-- begin DOCUMENT SECTION --

In [None]:
# TODO: switch to AMI
PROTOCOL = 'Debug.SpeakerDiarization.Debug'

# Voice activity detection with `pyannote.audio`

Voice activity detection (VAD) is the task of detecting speech regions in a given audio stream or recording.  
In this notebook, we will train and evaluate a VAD pipeline on Debug database.

In [None]:
from pyannote.database import get_protocol, FileFinder
protocol = get_protocol(PROTOCOL, preprocessors={"audio": FileFinder()})

`pyannote.database` *protocols* usually define 
* a training set: `for training_file in protocol.train(): ...`, 
* a validation set: `for validation_file in protocol.development(): ...` 
* an evaluation set `for evaluation_file in protocol.test(): ...`

Let's listen to the first training file and visualize its reference annotation:

In [None]:
first_training_file = next(protocol.train())

In [None]:
from pyannote.audio.utils.preview import listen
listen(first_training_file)

In [None]:
first_training_file['annotation']

The expected output of a perfect voice activity detection pipeline would look like this:

In [None]:
from pyannote.audio.pipelines.voice_activity_detection import OracleVoiceActivityDetection
oracle_vad = OracleVoiceActivityDetection()

oracle_vad(first_training_file).get_timeline()

## Training

We initialize a VAD *task* that describes how the model will be trained:

* `protocol` indicates that we will use files available in `protocol.train()`.
* `duration=2.` and `batch_size=16` indicates that the model will ingest batches of 16 two seconds long audio chunks.

In [None]:
from pyannote.audio.tasks import VoiceActivityDetection
vad = VoiceActivityDetection(protocol, duration=2., batch_size=16)

We initialize the *model*: it needs to know about the task (`task=vad`) for which it is being trained for:

In [None]:
from pyannote.audio.models.segmentation.debug import SimpleSegmentationModel
model = SimpleSegmentationModel(task=vad)

Now that everything is ready, let's train with `pytorch-ligthning`!

In [None]:
import pytorch_lightning as pl
trainer = pl.Trainer(max_epochs=10)
trainer.fit(model, vad)

## Inference

Once trained, we will apply the model on a test file:

In [None]:
test_file = next(protocol.test())
# here we use a test file provided by the protocol, but it could be any audio file
# e.g. test_file = "/path/to/test.wav".

Because the model was trained on 2s audio chunks and that test files are likely to be much longer than that, we wrap the `model` with an `Inference` instance: it will take care of sliding a 2s window over the whole file and aggregate the output of the model.

In [None]:
from pyannote.audio import Inference
inference = Inference(model)

-- end DOCUMENT SECTION --
-- begin DATASET ENTRIES --

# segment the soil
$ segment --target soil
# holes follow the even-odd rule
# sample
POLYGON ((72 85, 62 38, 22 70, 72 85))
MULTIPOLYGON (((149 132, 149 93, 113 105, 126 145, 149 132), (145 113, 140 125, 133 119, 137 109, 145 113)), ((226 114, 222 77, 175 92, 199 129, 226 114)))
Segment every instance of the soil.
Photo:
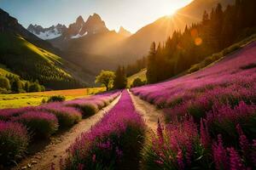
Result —
POLYGON ((92 126, 98 122, 104 114, 116 105, 119 98, 120 96, 96 115, 73 127, 69 131, 61 132, 49 141, 39 141, 31 144, 27 157, 12 169, 49 170, 51 169, 52 166, 55 170, 60 169, 60 162, 61 159, 65 159, 67 149, 82 133, 89 131, 92 126))
POLYGON ((145 120, 147 126, 154 132, 156 132, 158 120, 160 120, 161 124, 165 122, 164 112, 157 109, 154 105, 135 96, 131 92, 129 93, 136 110, 145 120))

-- end DATASET ENTRIES --

THE TASKS:
(A) Do these statements agree with the voice activity detection notebook? (i) The model is trained on batches of 32 audio chunks. (ii) Training runs for at most 10 epochs. (iii) The `Inference` instance slides a 2s window over the whole file. Answer each with yes or no and quote the deciding words.
(B) What comes next in the voice activity detection notebook after `inference = Inference(model)`?

RESULTS BY TASK:
(A)
(i) No: "`duration=2.` and `batch_size=16` indicates that the model will ingest batches of 16 two seconds long audio chunks."
(ii) Yes: "trainer = pl.Trainer(max_epochs=10)"
(iii) Yes: "it will take care of sliding a 2s window over the whole file and aggregate the output of the model."

(B)
vad_probability = inference(test_file)

In [None]:
vad_probability

## Pipeline

Almost there! To obtain the final speech regions, we need to apply a detection threshold.  
For that, we rely on the voice activity detection pipeline whose hyper-parameters are set manually:
- `onset=0.5`: mark region as `active` when probability goes above 0.5
- `offset=0.5`: switch back to `inactive` when probability goes below 0.5
- `min_duration_on=0.1`: remove `active` regions shorter than 100ms
- `min_duration_off=0.1`: fill `inactive` regions shorter than 100ms.

In [None]:
from pyannote.audio.pipelines import VoiceActivityDetection as VoiceActivityDetectionPipeline
pipeline = VoiceActivityDetectionPipeline(scores=inference).instantiate(
    {"onset": 0.5, "offset": 0.5, "min_duration_on": 0.1, "min_duration_off": 0.1})

Here we go:

In [None]:
pipeline(test_file).get_timeline()

## Optimizing pipeline hyper-parameters

While good enough, the hyper-parameters that we chose manually, we can try to optimize them on the validation set to get even better performance.

In [None]:
# to make things faster, we run the inference once and for all... 
validation_files = list(protocol.development())
for file in validation_files:
    file['vad_scores'] = inference(file)
# ... and tell the pipeline to load VAD scores directly from files
pipeline = VoiceActivityDetectionPipeline(scores="vad_scores")

In [None]:
from pyannote.pipeline import Optimizer
optimizer = Optimizer(pipeline)
optimizer.tune(validation_files, n_iterations=200, show_progress=False)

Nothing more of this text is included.